RECORDS FOR PROCESSING:
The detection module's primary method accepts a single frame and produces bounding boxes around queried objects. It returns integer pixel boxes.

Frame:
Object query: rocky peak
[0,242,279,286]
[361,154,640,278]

PROBLEM STATEMENT:
Copy every line of the items above without changing anything.

EXERCISE RESPONSE:
The detection module's primary method accepts a single frame and produces bounding boxes around queried objects. It returns integer pixel boxes.

Frame:
Object query: rocky peak
[0,242,279,286]
[361,154,640,278]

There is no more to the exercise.